══ Records for the exercise

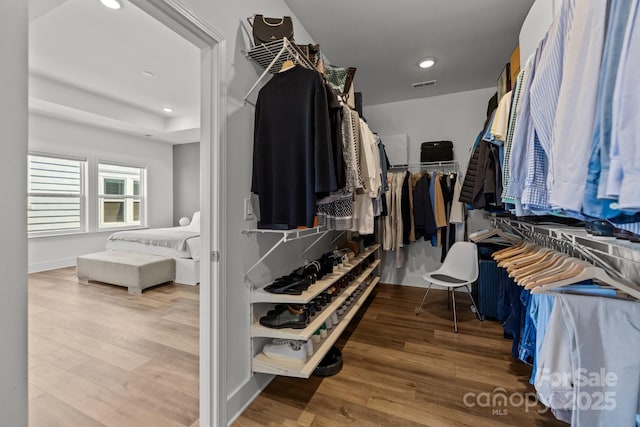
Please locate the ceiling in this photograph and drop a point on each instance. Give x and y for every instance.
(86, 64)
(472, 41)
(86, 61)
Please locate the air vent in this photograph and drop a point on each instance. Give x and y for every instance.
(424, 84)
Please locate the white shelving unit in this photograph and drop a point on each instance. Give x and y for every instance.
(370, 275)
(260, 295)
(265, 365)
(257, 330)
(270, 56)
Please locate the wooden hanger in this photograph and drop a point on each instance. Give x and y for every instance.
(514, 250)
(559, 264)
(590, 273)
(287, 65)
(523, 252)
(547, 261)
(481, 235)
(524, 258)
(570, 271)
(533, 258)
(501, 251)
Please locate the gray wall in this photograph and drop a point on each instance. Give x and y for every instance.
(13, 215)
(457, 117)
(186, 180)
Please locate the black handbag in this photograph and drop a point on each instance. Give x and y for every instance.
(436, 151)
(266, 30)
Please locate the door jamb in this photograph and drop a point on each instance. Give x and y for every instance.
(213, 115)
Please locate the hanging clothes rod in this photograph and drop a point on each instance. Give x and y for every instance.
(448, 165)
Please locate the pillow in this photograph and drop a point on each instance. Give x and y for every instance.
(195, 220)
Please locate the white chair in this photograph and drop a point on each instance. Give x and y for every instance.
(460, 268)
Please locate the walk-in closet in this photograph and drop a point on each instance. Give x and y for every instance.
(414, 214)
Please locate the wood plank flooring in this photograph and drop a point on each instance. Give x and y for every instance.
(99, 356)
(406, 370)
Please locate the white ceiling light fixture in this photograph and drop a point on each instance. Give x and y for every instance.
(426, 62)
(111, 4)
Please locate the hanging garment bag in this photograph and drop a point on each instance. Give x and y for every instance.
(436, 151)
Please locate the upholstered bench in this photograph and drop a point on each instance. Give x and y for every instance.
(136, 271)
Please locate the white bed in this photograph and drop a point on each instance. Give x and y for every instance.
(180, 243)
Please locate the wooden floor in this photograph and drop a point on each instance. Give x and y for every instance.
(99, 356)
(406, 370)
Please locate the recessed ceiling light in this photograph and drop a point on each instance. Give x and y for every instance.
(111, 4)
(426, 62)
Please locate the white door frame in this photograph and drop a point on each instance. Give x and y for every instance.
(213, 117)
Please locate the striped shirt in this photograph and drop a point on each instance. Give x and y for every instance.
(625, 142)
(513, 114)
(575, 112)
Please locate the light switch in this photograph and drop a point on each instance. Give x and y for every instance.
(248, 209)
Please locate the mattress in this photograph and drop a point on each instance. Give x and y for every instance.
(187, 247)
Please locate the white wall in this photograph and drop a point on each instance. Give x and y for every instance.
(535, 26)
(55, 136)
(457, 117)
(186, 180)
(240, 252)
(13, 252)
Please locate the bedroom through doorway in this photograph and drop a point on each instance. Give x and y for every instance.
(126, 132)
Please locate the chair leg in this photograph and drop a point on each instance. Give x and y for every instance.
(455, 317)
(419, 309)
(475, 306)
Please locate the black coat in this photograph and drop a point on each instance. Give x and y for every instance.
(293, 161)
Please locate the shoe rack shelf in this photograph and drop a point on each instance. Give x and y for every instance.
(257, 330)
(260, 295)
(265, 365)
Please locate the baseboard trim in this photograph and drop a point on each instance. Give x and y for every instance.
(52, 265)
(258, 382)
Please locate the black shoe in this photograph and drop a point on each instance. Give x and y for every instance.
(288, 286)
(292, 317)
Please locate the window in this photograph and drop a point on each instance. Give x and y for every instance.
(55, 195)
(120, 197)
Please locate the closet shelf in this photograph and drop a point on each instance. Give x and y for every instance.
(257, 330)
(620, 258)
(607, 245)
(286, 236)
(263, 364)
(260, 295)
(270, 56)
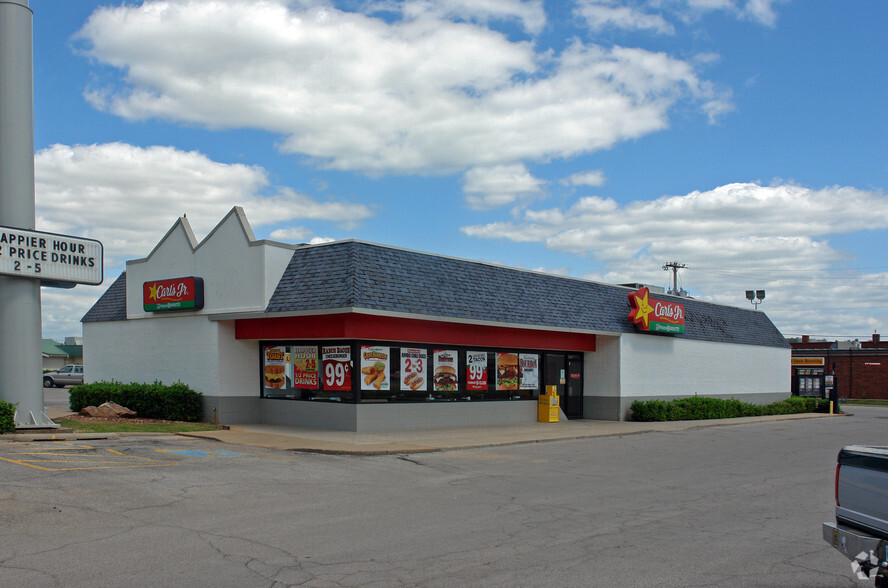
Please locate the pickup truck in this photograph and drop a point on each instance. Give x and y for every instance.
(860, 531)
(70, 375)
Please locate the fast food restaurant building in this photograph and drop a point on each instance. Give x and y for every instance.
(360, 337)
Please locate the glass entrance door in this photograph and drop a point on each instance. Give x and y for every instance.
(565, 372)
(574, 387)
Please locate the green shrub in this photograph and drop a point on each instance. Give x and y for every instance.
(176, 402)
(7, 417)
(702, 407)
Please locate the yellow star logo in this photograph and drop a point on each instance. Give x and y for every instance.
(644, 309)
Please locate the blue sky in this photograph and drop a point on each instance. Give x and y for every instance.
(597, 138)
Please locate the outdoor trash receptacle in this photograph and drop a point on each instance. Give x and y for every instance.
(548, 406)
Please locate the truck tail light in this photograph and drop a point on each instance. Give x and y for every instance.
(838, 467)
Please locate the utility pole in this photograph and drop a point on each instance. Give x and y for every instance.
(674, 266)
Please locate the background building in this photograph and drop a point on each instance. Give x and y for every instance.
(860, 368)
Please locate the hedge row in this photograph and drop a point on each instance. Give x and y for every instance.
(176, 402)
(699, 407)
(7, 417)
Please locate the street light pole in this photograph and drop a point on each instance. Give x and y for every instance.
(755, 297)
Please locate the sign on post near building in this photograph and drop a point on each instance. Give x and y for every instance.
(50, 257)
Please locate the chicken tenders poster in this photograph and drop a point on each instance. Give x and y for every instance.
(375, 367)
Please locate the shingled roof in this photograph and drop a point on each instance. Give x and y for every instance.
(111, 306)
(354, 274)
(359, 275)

════

Repeat the material exactly as it reads, without any of its pictures.

Please locate the ceiling in this photograph and drop a point on each instance. Give x and y for every instance.
(86, 64)
(472, 41)
(86, 61)
Please locate the air vent in this photograph and drop a point on each instance. Give x and y for every instance.
(424, 84)
Please locate the white shelving unit in this photograph and drop a point on each instance. Give x and y for every instance.
(370, 275)
(260, 295)
(265, 365)
(257, 330)
(270, 56)
Please locate the wooden hanger in this photograph and drop a point on each instance. Give x and y for every instance.
(514, 250)
(559, 264)
(590, 273)
(287, 65)
(523, 252)
(547, 261)
(481, 235)
(524, 258)
(570, 271)
(533, 258)
(501, 251)
Please locate the gray wall in this photograph and drop a point on each instance. Give x and y for every instance.
(13, 215)
(457, 117)
(186, 180)
Please locate the black handbag in this photograph and drop a point on each instance. Give x and y for every instance.
(436, 151)
(266, 30)
Please locate the door jamb in this photograph and drop a point on each instance. Give x and y for every instance.
(213, 115)
Please locate the hanging clothes rod in this photograph and drop a point on each instance. Give x and y for every instance.
(448, 165)
Please locate the pillow in this photograph and drop a point on each instance. Give x and y for every instance.
(195, 220)
Please locate the white chair in this photograph and drop a point on each instance. Give x and y for every instance.
(460, 268)
Please locate the walk-in closet in this photograph and drop a point on each instance. Give x and y for every instance.
(414, 214)
Please locate the wood plank flooring in this photograph and drop a point on each instance. Give x and y for every instance.
(99, 356)
(406, 370)
Please locate the white ceiling light fixture in this photograph and drop a point on each instance. Give x and y for every instance.
(426, 62)
(111, 4)
Please locate the hanging garment bag in this photograph and drop a point on each instance. Give x and y for every instance.
(436, 151)
Please locate the upholstered bench in this photograph and drop a point on each instance. Give x and y for every instance.
(136, 271)
Please locate the white bed in this photograph and drop a point on each instance. Give x and y for every instance.
(180, 243)
Please locate the wooden floor in this photograph and drop a point on each instance. Give x and y for every instance.
(99, 356)
(406, 370)
Please locate the recessed ceiling light in this photograph and drop a point on each instance. Give x and y for every instance.
(111, 4)
(426, 62)
Please locate the white door frame in this photograph and drop a point on each instance. Give x and y for every instance.
(213, 117)
Please locate the striped shirt in this photograph and drop a point on each instance. Give x and y for every instance.
(625, 142)
(513, 114)
(575, 112)
Please locate the light switch in this photograph and drop a point on each instance. Give x and y for every instance.
(248, 209)
Please locate the mattress in this photograph and drop a point on each instance. Give x and y for every instance.
(187, 247)
Please locate the white wall in this photograph and drop a point on each instance. Give x and y for every instance.
(535, 26)
(55, 136)
(457, 117)
(186, 180)
(240, 252)
(13, 252)
Please locate the bedroom through doorway in this photograph and drop a point on each instance. Give x and y for every instance.
(126, 132)
Please locate the chair leg in this photograph and drop a point on each instance. Give x and y for every instance.
(455, 317)
(419, 309)
(475, 306)
Please locate the black coat in this photograph and drop a point on each instance. Give x and y for every instance.
(293, 161)
Please locate the shoe rack shelf in this photograph and drop a point on each instance. Give x and y for every instance.
(257, 330)
(260, 295)
(265, 365)
Please locate the baseboard trim in this photograph and drop a point on each instance. Give x and y for every instance.
(52, 265)
(258, 382)
Please locate the black shoe in this photograph and drop a point on each instance. Give x and y for every instance.
(288, 286)
(292, 317)
Please locate the window in this photograph and drop a point on each instance. Give x and y for every instance.
(55, 195)
(120, 197)
Please locate the closet shelf in this photograph and drop a point on each instance. Give x and y for every instance.
(257, 330)
(620, 258)
(607, 245)
(286, 236)
(263, 364)
(260, 295)
(270, 56)
Please locate the pickup truck in this photograph and drop a point on each instance. Give x and y for every instance.
(860, 531)
(70, 375)
Please locate the fast food restaurant building in this photograph and drop a point on each instance. Give x and y for every instance.
(360, 337)
Please locate the glass entrance door in this photograph and drop a point on each instance. Give x and y for every instance.
(565, 372)
(574, 387)
Please locate the green shrub in this photograph and drop a point on each instance. Give x and y for every instance.
(176, 402)
(7, 417)
(702, 407)
Please locate the yellow star logo in this photograph and drop a point on each instance. Give x and y for every instance.
(644, 309)
Please locate the blue sky in this photograph and drop a point on each instance. Give x and y for every instance.
(597, 138)
Please locate the outdoor trash receptacle in this photograph and drop a point on each instance. Give x and y for every instance.
(548, 406)
Please locate the truck tail light in this photograph and drop a point on each instance. Give x and y for every instance.
(838, 467)
Please locate the utility pole in this photograph and drop a point on each instance. Give x and y for every instance.
(674, 266)
Please locate the background building in this photograph and drop a point on each instance. Give x and y for every instance.
(860, 368)
Please locate the hedge row in this photograph and drop a point on each instance. Give x and y for every instance.
(176, 402)
(699, 407)
(7, 417)
Please locate the street light pole in this photograph and drop a point on each instance. Give x and y for every instance.
(755, 297)
Please locate the sign on post near building in this photograph and drop a point on each instance. Give x and y for every instance.
(50, 257)
Please locate the chicken tenders poster in this photograph and drop a point on each instance. Give x and y for every instance.
(375, 367)
Please locate the shingled roof in this photograph and drop a point on each instance. Give x and y for every instance.
(111, 306)
(354, 274)
(359, 275)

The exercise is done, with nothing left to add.